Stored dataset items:
▬▬▬▬▬▬
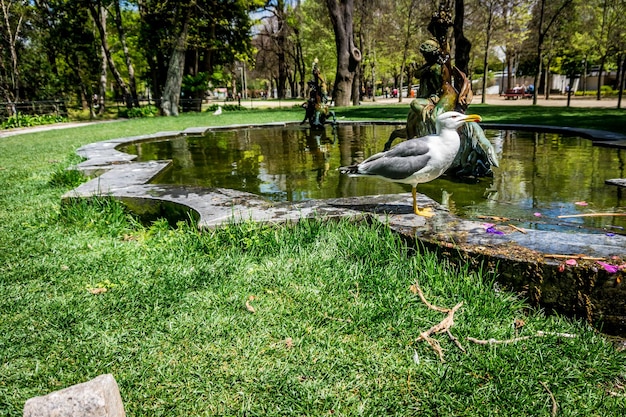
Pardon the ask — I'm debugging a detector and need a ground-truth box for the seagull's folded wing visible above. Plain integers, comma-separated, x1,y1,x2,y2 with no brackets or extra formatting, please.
358,139,432,180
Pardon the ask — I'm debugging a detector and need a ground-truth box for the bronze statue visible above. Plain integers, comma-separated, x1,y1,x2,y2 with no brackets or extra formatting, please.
384,6,498,178
301,59,336,130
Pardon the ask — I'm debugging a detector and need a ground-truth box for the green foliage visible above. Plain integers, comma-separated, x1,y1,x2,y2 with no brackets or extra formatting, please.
1,114,69,129
49,167,87,189
182,72,210,95
119,105,159,118
58,197,143,238
205,103,245,112
601,85,616,96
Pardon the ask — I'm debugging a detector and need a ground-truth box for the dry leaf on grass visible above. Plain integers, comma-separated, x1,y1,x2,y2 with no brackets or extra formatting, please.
88,287,107,295
284,337,294,349
245,295,256,313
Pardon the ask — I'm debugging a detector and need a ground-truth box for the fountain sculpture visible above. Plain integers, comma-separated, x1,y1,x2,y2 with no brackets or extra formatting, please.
301,59,336,130
384,5,498,178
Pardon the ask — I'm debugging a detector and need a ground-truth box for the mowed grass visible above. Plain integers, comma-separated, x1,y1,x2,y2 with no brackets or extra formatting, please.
1,105,625,416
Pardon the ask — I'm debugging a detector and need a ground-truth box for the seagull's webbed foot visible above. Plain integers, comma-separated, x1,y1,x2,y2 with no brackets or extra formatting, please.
415,207,435,217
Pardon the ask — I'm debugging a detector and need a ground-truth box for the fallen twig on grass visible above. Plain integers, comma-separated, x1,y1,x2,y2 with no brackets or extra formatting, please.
540,381,558,416
467,331,576,345
411,282,465,362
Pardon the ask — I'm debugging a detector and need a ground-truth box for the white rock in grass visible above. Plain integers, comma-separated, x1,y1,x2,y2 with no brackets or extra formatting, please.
23,374,125,417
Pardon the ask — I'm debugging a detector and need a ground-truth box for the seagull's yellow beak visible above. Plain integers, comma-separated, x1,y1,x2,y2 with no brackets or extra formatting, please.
464,114,482,123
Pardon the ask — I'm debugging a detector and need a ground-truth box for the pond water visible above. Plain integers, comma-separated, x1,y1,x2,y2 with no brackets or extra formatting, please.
120,124,626,234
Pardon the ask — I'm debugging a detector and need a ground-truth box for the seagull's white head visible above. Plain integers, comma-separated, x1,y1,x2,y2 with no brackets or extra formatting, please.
435,111,482,134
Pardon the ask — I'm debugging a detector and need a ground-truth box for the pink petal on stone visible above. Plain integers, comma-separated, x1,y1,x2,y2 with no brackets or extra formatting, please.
565,259,577,266
597,261,619,274
575,201,588,206
534,212,542,217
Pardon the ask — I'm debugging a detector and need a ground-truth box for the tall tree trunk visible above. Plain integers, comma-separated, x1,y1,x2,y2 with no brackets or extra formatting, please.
453,0,471,76
618,55,625,109
325,0,361,106
480,2,494,104
397,0,416,104
597,57,605,101
532,0,573,105
98,44,107,116
293,26,306,98
113,0,139,107
88,2,133,108
1,0,24,102
161,14,190,116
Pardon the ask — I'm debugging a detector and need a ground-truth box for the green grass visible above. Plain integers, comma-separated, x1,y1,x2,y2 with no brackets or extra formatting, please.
1,104,625,416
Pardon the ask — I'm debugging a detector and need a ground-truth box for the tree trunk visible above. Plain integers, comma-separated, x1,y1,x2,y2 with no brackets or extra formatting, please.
1,0,24,101
325,0,361,106
294,27,306,98
161,16,190,116
480,2,494,104
532,0,545,105
113,0,139,107
397,1,416,104
88,2,133,108
617,55,625,109
597,56,605,101
453,0,471,76
98,44,107,116
544,57,551,99
532,0,573,105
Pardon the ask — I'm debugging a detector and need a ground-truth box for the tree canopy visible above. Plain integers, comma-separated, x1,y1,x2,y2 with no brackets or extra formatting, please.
2,0,626,111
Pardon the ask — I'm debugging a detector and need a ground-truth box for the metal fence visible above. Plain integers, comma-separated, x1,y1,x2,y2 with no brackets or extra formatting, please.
0,100,68,122
0,98,213,124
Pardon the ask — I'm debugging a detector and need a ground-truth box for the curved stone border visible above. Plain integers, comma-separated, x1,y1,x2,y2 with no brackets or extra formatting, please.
62,121,626,335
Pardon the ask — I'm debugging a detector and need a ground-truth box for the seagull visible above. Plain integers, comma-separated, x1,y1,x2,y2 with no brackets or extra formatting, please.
213,105,222,115
339,111,482,217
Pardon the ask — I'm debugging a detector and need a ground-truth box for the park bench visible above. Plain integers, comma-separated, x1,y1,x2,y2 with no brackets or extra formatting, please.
501,89,532,100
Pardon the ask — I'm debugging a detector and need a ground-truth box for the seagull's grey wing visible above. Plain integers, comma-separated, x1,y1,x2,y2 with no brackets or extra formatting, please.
385,136,432,158
359,147,432,180
360,136,432,164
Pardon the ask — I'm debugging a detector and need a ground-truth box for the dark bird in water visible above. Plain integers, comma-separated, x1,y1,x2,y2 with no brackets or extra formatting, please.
339,111,482,217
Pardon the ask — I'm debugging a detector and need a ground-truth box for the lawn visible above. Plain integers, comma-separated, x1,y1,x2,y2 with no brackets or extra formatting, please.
1,104,625,416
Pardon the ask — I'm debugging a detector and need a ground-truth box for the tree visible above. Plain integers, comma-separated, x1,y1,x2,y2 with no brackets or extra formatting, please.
298,0,336,94
112,0,139,107
84,0,135,108
257,0,292,98
160,1,193,116
31,0,101,106
477,0,498,103
0,0,30,102
530,0,574,104
325,0,361,106
396,0,419,104
453,0,472,75
137,0,260,116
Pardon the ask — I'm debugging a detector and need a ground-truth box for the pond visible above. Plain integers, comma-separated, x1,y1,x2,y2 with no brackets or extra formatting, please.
120,123,626,234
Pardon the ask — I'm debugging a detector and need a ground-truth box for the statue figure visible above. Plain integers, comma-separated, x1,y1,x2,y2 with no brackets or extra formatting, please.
384,6,498,178
301,59,336,130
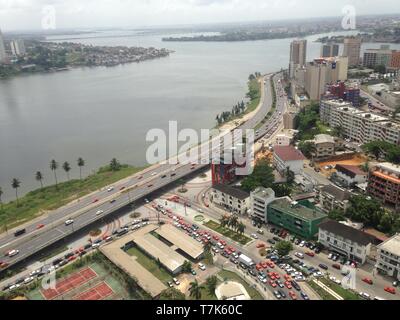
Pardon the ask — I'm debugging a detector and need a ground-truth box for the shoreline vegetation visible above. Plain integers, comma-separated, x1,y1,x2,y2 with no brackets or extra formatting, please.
0,41,173,79
0,163,146,232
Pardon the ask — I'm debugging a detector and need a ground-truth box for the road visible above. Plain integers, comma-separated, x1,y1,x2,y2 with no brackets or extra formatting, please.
0,73,280,273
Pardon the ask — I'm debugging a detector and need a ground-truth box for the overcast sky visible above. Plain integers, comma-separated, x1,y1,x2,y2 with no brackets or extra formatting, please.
0,0,399,31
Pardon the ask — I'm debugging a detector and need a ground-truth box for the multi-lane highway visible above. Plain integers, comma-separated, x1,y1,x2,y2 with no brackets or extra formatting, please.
0,73,284,273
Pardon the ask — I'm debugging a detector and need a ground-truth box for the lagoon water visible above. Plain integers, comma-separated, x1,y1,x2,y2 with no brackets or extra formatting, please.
1,28,398,200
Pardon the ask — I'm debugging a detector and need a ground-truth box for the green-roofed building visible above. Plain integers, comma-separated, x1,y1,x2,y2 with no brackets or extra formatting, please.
267,197,327,240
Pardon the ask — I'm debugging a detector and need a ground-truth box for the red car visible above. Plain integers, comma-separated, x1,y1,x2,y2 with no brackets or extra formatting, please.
289,291,297,300
273,272,280,280
0,262,9,269
256,243,266,248
267,261,275,268
68,255,76,262
213,235,220,241
285,281,292,289
268,272,276,280
269,280,277,288
261,261,269,269
256,264,264,271
284,274,292,282
362,278,373,285
220,240,227,246
92,199,99,203
384,287,396,294
36,224,45,230
306,251,315,257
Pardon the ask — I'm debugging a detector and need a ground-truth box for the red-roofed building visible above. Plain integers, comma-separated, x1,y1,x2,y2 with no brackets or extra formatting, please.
334,164,368,187
273,146,306,175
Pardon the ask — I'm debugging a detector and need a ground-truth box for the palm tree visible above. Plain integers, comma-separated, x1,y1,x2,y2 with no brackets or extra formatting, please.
62,162,71,180
35,171,44,189
50,160,59,187
205,276,218,295
228,215,239,231
11,178,21,205
188,280,204,300
77,157,85,180
237,221,246,235
0,187,3,210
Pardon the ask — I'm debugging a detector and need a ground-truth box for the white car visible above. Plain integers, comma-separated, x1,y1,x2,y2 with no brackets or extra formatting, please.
199,263,206,271
173,278,180,285
151,172,157,176
107,187,114,192
359,292,371,300
299,241,306,247
65,219,74,226
251,233,258,239
96,210,104,216
295,252,304,259
92,243,101,249
24,277,34,284
7,249,20,257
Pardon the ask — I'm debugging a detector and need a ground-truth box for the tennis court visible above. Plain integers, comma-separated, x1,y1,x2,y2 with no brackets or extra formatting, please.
73,282,114,300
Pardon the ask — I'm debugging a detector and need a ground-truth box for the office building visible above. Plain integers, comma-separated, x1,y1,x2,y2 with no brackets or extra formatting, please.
211,184,250,215
375,234,400,281
0,28,7,63
10,39,26,56
320,100,400,146
289,40,307,78
363,45,393,68
250,187,276,223
318,220,375,264
343,38,361,66
321,43,339,58
367,163,400,209
267,198,327,239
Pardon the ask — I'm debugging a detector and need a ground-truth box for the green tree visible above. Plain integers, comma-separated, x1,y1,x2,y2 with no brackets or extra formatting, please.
237,221,246,235
50,159,59,187
205,276,218,295
110,158,121,171
241,159,275,192
35,171,44,189
228,214,239,231
11,178,21,205
328,209,346,222
272,183,292,197
159,288,186,300
285,167,295,184
77,157,85,180
0,187,3,210
346,195,385,227
298,141,316,159
188,280,204,300
62,162,71,180
182,261,193,273
275,241,293,257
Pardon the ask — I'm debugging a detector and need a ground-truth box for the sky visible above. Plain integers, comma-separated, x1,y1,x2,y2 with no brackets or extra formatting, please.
0,0,399,31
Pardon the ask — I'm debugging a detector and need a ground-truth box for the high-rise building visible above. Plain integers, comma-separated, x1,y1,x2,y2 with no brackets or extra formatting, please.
10,39,26,56
0,28,7,63
321,43,339,58
343,38,361,66
363,45,394,69
289,40,307,78
390,51,400,69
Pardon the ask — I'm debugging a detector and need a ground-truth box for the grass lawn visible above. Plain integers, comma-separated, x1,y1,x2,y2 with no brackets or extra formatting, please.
244,79,262,114
0,164,146,231
126,246,172,283
320,278,361,300
218,270,263,300
204,220,252,245
307,280,338,300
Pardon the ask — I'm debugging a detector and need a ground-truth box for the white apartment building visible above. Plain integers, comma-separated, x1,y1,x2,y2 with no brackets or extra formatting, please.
250,187,275,223
318,220,375,264
320,99,400,146
375,234,400,281
10,39,26,56
317,185,352,213
211,184,250,215
273,146,306,175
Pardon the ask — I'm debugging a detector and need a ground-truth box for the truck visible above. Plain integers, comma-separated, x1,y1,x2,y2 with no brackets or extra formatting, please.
238,254,255,269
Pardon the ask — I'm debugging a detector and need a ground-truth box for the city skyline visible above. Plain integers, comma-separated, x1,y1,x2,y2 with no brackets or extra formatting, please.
0,0,400,31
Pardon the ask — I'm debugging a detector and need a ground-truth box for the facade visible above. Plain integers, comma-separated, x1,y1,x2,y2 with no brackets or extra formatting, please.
317,185,351,213
367,163,400,209
211,184,250,215
289,40,307,78
321,43,339,58
390,51,400,69
250,187,276,223
312,134,335,160
320,99,400,146
283,111,298,130
334,164,367,187
10,39,26,56
325,81,361,107
375,234,400,281
267,197,327,239
0,29,7,63
273,146,306,175
343,38,361,66
318,220,374,264
363,45,393,68
211,149,246,185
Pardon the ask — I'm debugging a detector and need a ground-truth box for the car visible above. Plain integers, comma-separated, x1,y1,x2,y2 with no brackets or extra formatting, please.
7,249,20,257
384,287,396,294
92,198,99,203
299,241,306,247
300,291,310,300
110,199,117,204
251,233,258,239
65,219,74,226
36,224,45,230
362,278,373,285
167,281,173,288
328,253,333,260
278,290,287,299
284,281,292,289
319,264,328,270
306,251,315,257
96,210,104,216
107,186,114,192
173,278,180,285
120,186,126,191
267,239,276,245
289,291,297,300
273,290,282,299
148,184,153,188
332,264,341,270
198,263,206,271
393,281,399,287
359,292,371,300
191,269,197,276
269,280,277,288
276,280,284,288
295,252,304,259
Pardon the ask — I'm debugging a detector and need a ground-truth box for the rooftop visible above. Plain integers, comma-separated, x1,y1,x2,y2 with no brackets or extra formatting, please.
320,185,351,202
335,164,366,178
274,146,306,162
269,197,327,221
319,219,376,246
155,224,204,260
212,184,250,200
377,234,400,255
315,134,335,145
251,187,275,199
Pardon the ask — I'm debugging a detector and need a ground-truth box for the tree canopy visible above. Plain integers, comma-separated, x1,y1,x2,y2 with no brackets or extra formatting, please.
241,159,275,192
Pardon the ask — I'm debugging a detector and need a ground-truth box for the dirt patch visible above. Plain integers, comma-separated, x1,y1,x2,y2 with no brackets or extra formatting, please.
316,154,368,177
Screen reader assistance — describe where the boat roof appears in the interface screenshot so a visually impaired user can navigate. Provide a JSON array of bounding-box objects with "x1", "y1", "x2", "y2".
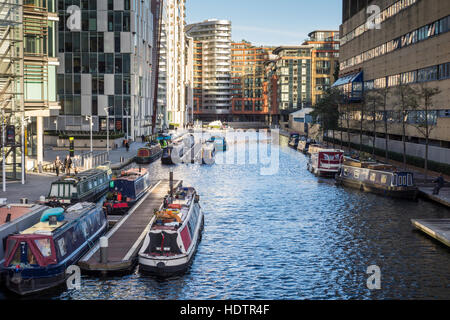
[
  {"x1": 116, "y1": 168, "x2": 148, "y2": 182},
  {"x1": 20, "y1": 203, "x2": 97, "y2": 236},
  {"x1": 152, "y1": 187, "x2": 196, "y2": 231},
  {"x1": 53, "y1": 166, "x2": 110, "y2": 184}
]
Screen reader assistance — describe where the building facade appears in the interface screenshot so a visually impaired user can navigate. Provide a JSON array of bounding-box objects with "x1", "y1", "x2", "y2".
[
  {"x1": 231, "y1": 41, "x2": 271, "y2": 122},
  {"x1": 0, "y1": 0, "x2": 59, "y2": 170},
  {"x1": 303, "y1": 30, "x2": 340, "y2": 104},
  {"x1": 334, "y1": 0, "x2": 450, "y2": 164},
  {"x1": 186, "y1": 19, "x2": 232, "y2": 123},
  {"x1": 156, "y1": 0, "x2": 186, "y2": 129},
  {"x1": 54, "y1": 0, "x2": 154, "y2": 139}
]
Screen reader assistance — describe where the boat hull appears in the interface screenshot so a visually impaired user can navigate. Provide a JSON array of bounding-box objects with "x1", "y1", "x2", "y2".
[
  {"x1": 335, "y1": 176, "x2": 418, "y2": 200},
  {"x1": 139, "y1": 215, "x2": 204, "y2": 277}
]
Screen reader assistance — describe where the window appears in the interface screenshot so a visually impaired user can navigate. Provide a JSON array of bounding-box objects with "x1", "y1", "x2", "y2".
[{"x1": 35, "y1": 239, "x2": 52, "y2": 257}]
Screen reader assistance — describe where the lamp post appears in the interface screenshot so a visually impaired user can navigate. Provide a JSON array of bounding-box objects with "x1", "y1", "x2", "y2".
[{"x1": 104, "y1": 107, "x2": 111, "y2": 154}]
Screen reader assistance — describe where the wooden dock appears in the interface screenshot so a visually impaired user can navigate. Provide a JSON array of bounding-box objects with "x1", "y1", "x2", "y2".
[
  {"x1": 411, "y1": 219, "x2": 450, "y2": 248},
  {"x1": 78, "y1": 179, "x2": 181, "y2": 273}
]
▬▬▬▬▬▬
Once you find the line containing "Screen reader assistance — describe where the window", copy it and every line after it through the end of the records, exactly and nothing else.

Result
Screen reader assistance — describe where the window appears in the interface screenshot so a visually impaired user can navigate. Provide a JSON array of bounding-box objects with "x1", "y1", "x2", "y2".
[{"x1": 35, "y1": 239, "x2": 52, "y2": 257}]
Screen reader assistance — describe where the lamp post appears in the interface screenshot so a visually impaired user can navigate. Provide a JSON array of bounding-box objects with "x1", "y1", "x2", "y2".
[{"x1": 104, "y1": 107, "x2": 111, "y2": 154}]
Screen reader assistance — describe where the wooden dock appears in the interface screenshot so a visually impaired user can navigate. Provide a JSON array of bounding-box objects with "x1", "y1", "x2", "y2".
[
  {"x1": 411, "y1": 219, "x2": 450, "y2": 248},
  {"x1": 78, "y1": 179, "x2": 181, "y2": 273}
]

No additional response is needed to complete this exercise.